# THE TASK:
Lines from the one containing "flower in background" through the end of the data are to be returned exactly, and no others.

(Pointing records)
-*-

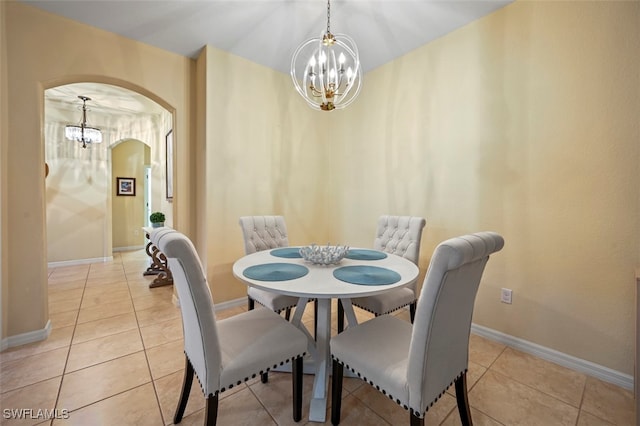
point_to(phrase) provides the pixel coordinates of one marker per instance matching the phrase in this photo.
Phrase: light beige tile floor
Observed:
(115, 357)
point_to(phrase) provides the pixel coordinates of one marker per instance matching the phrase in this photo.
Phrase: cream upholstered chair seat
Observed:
(266, 233)
(414, 365)
(399, 235)
(223, 354)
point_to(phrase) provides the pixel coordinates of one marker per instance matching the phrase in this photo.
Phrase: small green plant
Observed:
(157, 217)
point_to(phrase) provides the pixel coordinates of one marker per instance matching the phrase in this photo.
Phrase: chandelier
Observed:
(326, 70)
(83, 133)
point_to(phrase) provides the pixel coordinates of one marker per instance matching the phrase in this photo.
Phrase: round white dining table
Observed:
(363, 272)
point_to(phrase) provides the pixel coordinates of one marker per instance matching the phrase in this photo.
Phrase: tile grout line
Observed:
(75, 324)
(144, 349)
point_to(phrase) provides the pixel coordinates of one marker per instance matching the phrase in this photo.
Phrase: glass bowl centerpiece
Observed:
(323, 255)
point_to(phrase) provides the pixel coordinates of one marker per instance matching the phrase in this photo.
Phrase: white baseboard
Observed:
(129, 248)
(577, 364)
(80, 262)
(24, 338)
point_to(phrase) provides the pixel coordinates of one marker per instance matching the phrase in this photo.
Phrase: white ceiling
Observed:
(263, 31)
(268, 31)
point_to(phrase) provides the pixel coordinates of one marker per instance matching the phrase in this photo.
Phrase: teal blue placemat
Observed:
(275, 272)
(288, 252)
(366, 275)
(364, 254)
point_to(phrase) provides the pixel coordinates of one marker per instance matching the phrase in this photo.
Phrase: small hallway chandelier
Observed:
(326, 70)
(83, 133)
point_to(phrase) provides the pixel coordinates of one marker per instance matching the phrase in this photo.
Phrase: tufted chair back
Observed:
(201, 343)
(439, 349)
(400, 235)
(263, 233)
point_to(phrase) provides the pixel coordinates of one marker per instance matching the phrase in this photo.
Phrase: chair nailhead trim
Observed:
(222, 389)
(384, 313)
(397, 401)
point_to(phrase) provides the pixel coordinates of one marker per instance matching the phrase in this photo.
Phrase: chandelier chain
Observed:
(328, 16)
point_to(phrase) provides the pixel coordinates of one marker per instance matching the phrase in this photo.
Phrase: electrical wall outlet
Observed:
(505, 295)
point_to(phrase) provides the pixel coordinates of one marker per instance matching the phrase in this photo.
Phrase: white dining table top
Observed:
(320, 282)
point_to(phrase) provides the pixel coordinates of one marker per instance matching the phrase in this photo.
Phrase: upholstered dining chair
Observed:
(400, 235)
(414, 365)
(223, 354)
(266, 233)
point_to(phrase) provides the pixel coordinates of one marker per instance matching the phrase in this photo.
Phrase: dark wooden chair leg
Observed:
(336, 392)
(296, 388)
(211, 410)
(463, 400)
(340, 317)
(184, 394)
(416, 421)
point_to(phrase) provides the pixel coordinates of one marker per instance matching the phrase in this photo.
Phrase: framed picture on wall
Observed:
(169, 165)
(126, 186)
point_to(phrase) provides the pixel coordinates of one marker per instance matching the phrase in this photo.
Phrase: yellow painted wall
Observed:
(4, 205)
(41, 51)
(129, 159)
(527, 123)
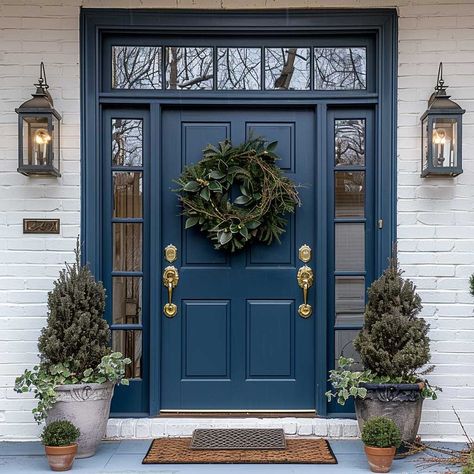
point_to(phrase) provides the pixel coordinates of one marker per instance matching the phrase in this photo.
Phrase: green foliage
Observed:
(44, 379)
(381, 432)
(394, 341)
(76, 331)
(267, 195)
(60, 433)
(469, 467)
(346, 382)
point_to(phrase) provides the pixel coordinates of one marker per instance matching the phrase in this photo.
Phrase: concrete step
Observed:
(143, 428)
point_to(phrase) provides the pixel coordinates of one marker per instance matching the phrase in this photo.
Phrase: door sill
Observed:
(237, 413)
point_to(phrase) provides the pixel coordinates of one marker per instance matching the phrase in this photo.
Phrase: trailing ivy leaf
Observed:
(244, 232)
(252, 225)
(191, 186)
(225, 238)
(190, 222)
(205, 194)
(215, 186)
(216, 174)
(242, 200)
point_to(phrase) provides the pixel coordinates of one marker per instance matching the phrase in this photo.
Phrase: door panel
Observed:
(237, 341)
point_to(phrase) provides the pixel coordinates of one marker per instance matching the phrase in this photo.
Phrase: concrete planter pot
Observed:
(87, 406)
(60, 458)
(379, 459)
(400, 402)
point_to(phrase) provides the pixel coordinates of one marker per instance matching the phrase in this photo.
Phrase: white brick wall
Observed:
(436, 217)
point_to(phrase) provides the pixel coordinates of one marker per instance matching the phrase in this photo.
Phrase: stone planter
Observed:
(87, 406)
(400, 402)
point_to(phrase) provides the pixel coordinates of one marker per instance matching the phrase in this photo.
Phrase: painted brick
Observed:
(435, 217)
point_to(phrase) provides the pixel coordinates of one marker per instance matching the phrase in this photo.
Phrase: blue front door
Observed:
(237, 341)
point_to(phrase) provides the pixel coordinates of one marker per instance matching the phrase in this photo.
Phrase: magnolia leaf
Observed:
(191, 186)
(191, 221)
(205, 194)
(242, 200)
(216, 174)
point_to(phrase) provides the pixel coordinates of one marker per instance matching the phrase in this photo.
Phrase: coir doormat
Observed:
(298, 451)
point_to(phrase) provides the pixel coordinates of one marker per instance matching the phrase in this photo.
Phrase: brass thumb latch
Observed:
(170, 280)
(305, 281)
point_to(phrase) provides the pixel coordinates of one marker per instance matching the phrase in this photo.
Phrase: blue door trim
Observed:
(96, 24)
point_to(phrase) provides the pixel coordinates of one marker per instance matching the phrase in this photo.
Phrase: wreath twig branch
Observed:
(207, 189)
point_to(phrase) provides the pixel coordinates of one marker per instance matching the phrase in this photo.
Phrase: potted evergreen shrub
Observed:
(393, 347)
(77, 372)
(381, 437)
(59, 439)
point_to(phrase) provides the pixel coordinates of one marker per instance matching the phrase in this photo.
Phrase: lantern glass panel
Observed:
(444, 142)
(424, 143)
(55, 140)
(36, 140)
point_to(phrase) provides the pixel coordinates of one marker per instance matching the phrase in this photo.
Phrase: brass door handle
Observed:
(170, 280)
(305, 280)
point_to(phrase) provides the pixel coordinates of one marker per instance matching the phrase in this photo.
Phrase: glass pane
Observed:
(128, 191)
(349, 142)
(444, 142)
(36, 134)
(189, 68)
(350, 247)
(127, 247)
(127, 300)
(350, 301)
(127, 142)
(344, 346)
(349, 188)
(340, 68)
(238, 68)
(136, 67)
(129, 343)
(287, 68)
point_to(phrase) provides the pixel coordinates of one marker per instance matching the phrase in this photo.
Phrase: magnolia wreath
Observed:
(257, 213)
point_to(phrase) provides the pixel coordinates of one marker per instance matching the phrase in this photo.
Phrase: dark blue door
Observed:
(237, 341)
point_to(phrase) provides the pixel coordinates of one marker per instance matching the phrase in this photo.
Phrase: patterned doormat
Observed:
(298, 451)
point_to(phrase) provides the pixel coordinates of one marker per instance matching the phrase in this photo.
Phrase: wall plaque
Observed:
(41, 226)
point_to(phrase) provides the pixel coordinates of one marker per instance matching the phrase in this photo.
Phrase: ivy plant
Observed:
(43, 379)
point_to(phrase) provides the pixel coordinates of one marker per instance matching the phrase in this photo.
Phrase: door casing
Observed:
(97, 24)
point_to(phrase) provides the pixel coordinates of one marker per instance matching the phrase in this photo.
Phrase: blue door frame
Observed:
(99, 25)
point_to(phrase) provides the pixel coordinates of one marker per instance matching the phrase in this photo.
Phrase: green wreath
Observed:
(257, 214)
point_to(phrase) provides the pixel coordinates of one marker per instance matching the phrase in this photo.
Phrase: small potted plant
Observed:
(393, 346)
(78, 369)
(60, 444)
(381, 437)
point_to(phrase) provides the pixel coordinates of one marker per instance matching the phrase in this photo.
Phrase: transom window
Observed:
(242, 68)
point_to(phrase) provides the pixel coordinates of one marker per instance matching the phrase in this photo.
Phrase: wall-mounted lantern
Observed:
(441, 134)
(39, 132)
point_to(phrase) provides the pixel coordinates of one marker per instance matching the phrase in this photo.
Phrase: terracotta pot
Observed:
(380, 459)
(60, 458)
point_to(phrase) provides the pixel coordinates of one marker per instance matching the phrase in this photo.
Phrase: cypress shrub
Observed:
(76, 331)
(393, 342)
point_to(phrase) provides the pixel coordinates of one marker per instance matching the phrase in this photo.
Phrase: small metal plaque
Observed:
(41, 226)
(171, 253)
(240, 438)
(304, 253)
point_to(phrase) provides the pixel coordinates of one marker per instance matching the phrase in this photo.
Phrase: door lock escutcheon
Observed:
(170, 281)
(305, 280)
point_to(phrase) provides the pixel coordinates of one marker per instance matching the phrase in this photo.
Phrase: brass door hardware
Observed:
(304, 253)
(170, 280)
(305, 280)
(171, 253)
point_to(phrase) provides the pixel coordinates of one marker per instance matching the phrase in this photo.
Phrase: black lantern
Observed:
(39, 132)
(441, 133)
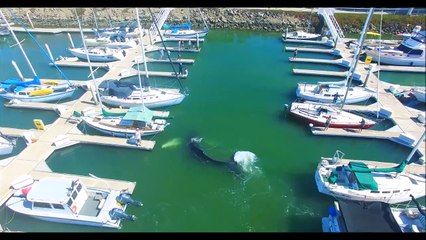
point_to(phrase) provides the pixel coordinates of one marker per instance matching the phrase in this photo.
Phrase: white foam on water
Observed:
(172, 143)
(246, 160)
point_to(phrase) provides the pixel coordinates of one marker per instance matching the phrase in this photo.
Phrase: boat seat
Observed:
(101, 203)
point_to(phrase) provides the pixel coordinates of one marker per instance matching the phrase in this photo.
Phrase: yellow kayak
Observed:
(50, 82)
(41, 92)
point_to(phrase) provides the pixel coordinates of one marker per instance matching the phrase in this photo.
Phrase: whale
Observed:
(201, 150)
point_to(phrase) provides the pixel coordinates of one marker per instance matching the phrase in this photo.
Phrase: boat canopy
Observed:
(363, 176)
(379, 215)
(18, 82)
(139, 113)
(175, 27)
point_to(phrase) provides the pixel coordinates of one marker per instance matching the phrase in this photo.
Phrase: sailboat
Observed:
(333, 115)
(350, 216)
(333, 93)
(122, 124)
(360, 182)
(33, 90)
(6, 146)
(184, 30)
(117, 95)
(411, 51)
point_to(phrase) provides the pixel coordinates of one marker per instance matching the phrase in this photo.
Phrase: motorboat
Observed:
(70, 201)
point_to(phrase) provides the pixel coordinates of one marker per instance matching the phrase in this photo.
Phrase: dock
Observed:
(64, 133)
(388, 68)
(325, 73)
(78, 63)
(340, 62)
(410, 168)
(325, 42)
(172, 49)
(407, 130)
(52, 30)
(335, 52)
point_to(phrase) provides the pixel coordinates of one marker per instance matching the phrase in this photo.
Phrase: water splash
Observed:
(172, 143)
(246, 160)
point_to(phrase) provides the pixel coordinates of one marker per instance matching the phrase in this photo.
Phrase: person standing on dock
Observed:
(362, 125)
(180, 68)
(336, 96)
(327, 122)
(138, 137)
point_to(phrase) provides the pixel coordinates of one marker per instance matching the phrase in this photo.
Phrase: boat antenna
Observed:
(88, 59)
(202, 17)
(378, 63)
(38, 44)
(357, 52)
(19, 44)
(168, 54)
(416, 147)
(422, 211)
(143, 56)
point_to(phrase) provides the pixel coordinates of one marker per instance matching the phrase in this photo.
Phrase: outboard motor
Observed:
(119, 214)
(125, 198)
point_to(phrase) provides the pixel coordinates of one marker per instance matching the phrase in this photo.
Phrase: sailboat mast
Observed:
(19, 44)
(416, 147)
(88, 59)
(143, 55)
(356, 54)
(378, 64)
(165, 48)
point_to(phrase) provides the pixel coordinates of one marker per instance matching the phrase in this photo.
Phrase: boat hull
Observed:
(5, 147)
(55, 96)
(201, 34)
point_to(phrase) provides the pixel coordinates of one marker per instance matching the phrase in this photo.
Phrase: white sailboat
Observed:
(185, 31)
(131, 96)
(6, 146)
(98, 54)
(33, 90)
(333, 93)
(350, 216)
(360, 182)
(411, 52)
(324, 115)
(122, 124)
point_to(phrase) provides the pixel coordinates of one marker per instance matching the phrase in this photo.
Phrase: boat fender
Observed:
(74, 209)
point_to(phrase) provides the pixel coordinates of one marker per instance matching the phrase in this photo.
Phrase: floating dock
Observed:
(63, 133)
(340, 62)
(410, 168)
(325, 73)
(52, 30)
(407, 130)
(388, 68)
(326, 42)
(335, 52)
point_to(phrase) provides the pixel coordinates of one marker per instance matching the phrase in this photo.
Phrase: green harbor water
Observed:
(237, 90)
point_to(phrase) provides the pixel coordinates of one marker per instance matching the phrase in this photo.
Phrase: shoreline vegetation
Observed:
(263, 19)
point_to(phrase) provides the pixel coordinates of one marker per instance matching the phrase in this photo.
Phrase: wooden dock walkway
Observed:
(64, 132)
(356, 75)
(110, 141)
(79, 63)
(388, 68)
(314, 50)
(410, 168)
(409, 129)
(340, 62)
(52, 30)
(89, 181)
(326, 42)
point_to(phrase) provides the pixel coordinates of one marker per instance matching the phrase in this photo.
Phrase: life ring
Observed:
(74, 209)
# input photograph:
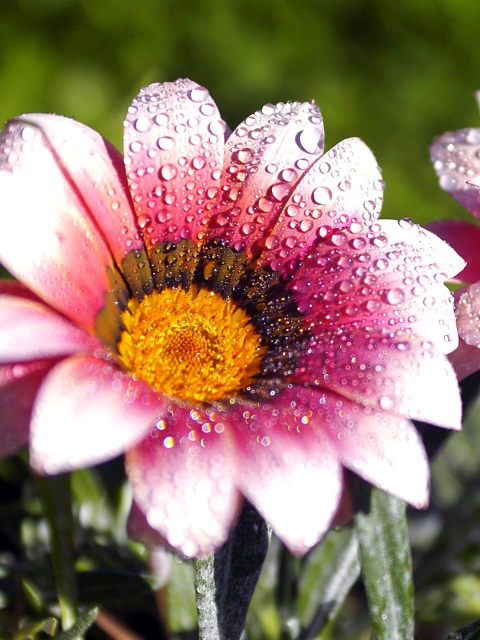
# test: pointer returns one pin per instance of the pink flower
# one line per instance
(456, 159)
(228, 312)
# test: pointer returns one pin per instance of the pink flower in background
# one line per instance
(228, 312)
(456, 159)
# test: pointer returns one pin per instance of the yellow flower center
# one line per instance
(192, 345)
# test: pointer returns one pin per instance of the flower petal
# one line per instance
(266, 156)
(456, 159)
(390, 275)
(47, 239)
(385, 450)
(465, 359)
(343, 188)
(97, 170)
(31, 331)
(182, 479)
(88, 411)
(19, 384)
(398, 374)
(289, 472)
(173, 146)
(464, 238)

-*-

# THE OUTPUT:
# test: pointer returns one pin per instance of the pink flower in background
# one line per instance
(228, 312)
(456, 159)
# test: pointer returns one pin per instance of the yellow flower center
# one line per instance
(192, 345)
# test: pointer returns one pin per instance of the flower petal
# one line per instance
(266, 156)
(456, 159)
(390, 275)
(47, 239)
(385, 450)
(465, 359)
(343, 188)
(97, 170)
(31, 331)
(182, 479)
(88, 411)
(19, 384)
(398, 374)
(289, 472)
(173, 146)
(464, 238)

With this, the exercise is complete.